Coordinate annotation records:
** Begin **

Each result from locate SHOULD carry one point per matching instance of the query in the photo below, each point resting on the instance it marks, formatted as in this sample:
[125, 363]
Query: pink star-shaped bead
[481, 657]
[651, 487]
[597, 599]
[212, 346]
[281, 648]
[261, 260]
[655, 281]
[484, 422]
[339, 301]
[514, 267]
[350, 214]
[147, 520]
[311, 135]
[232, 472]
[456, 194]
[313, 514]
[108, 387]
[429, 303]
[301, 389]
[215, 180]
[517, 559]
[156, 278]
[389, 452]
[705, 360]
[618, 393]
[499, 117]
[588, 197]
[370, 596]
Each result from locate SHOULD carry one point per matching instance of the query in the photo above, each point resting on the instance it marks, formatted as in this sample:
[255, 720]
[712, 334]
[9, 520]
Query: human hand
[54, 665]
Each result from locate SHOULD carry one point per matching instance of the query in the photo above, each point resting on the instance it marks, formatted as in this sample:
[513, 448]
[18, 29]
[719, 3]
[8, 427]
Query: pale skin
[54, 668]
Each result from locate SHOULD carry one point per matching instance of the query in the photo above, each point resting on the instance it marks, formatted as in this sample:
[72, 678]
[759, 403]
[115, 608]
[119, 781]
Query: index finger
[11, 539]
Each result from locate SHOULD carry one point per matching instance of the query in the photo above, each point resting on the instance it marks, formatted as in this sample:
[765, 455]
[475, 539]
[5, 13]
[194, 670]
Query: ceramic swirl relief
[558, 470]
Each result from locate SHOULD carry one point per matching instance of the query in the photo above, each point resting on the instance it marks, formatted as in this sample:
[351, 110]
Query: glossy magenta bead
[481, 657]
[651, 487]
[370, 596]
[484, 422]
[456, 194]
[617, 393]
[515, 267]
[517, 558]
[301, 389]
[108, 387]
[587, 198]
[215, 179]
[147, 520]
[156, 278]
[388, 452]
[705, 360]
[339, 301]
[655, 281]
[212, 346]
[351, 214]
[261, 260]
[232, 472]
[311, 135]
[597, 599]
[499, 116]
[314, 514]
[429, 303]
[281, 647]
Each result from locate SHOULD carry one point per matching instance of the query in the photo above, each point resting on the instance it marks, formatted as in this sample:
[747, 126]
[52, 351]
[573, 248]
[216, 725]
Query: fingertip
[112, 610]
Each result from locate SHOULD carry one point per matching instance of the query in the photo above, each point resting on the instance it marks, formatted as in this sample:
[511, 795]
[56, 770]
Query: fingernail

** End **

Exact copies of all the records are required.

Each result from locate SHOULD carry one point per matching instance of the query in the photo below, each point resting on the instance it marks, formatted as in this sample:
[125, 363]
Query: pink star-shaped bead
[481, 657]
[651, 487]
[597, 599]
[212, 346]
[281, 648]
[261, 260]
[655, 281]
[484, 422]
[339, 301]
[514, 267]
[350, 214]
[147, 520]
[311, 135]
[232, 472]
[456, 194]
[313, 514]
[108, 387]
[429, 303]
[301, 389]
[215, 180]
[517, 559]
[156, 278]
[389, 452]
[705, 360]
[618, 393]
[499, 117]
[588, 197]
[370, 596]
Each result from locate SHOULD carry one point per matching instance of the query in the photo above, each point resting on the instance it marks, formatted as in this sample:
[255, 720]
[712, 334]
[9, 520]
Query: human hand
[54, 665]
Each result from locate SHOULD carry one point per matching instance of the query in the photo above, each point resting on the instance it marks, formatted as in this sample:
[513, 448]
[18, 29]
[719, 3]
[8, 427]
Query: pale skin
[54, 668]
Each result from locate SHOULD carry one point per matching instance of the query in the photo above, each point resting on the instance it marks, formatted as in this sample:
[72, 678]
[759, 403]
[115, 608]
[119, 781]
Query: index finger
[11, 539]
Each result from locate SHOULD carry one point per matching instance of the query in the photo above, each point resting on the instance it marks, formatted as in this sample:
[765, 455]
[475, 539]
[5, 13]
[194, 670]
Query: ceramic swirl relief
[558, 470]
Each result from locate SHOULD carry one point per matching instance of the query in the photo above, each point resting on the instance it marks, formatted as in this sample:
[351, 110]
Query: glossy magenta bead
[481, 657]
[651, 487]
[370, 596]
[484, 422]
[456, 194]
[617, 393]
[515, 267]
[517, 558]
[301, 389]
[108, 387]
[587, 198]
[215, 179]
[147, 520]
[156, 278]
[388, 452]
[705, 360]
[339, 301]
[655, 281]
[212, 346]
[351, 214]
[261, 260]
[232, 472]
[311, 135]
[597, 599]
[499, 116]
[314, 514]
[429, 303]
[281, 647]
Each result from locate SHOULD carry one point per matching instance of the query in the photo above, each point resting on the instance it marks, formatted as in this sample:
[747, 126]
[52, 351]
[573, 248]
[216, 725]
Query: fingertip
[112, 610]
Each result from locate SHOULD carry one point per matching instance of the query in the photo above, each point resting on the instance it marks, formatted as in this sample:
[511, 795]
[56, 770]
Query: fingernail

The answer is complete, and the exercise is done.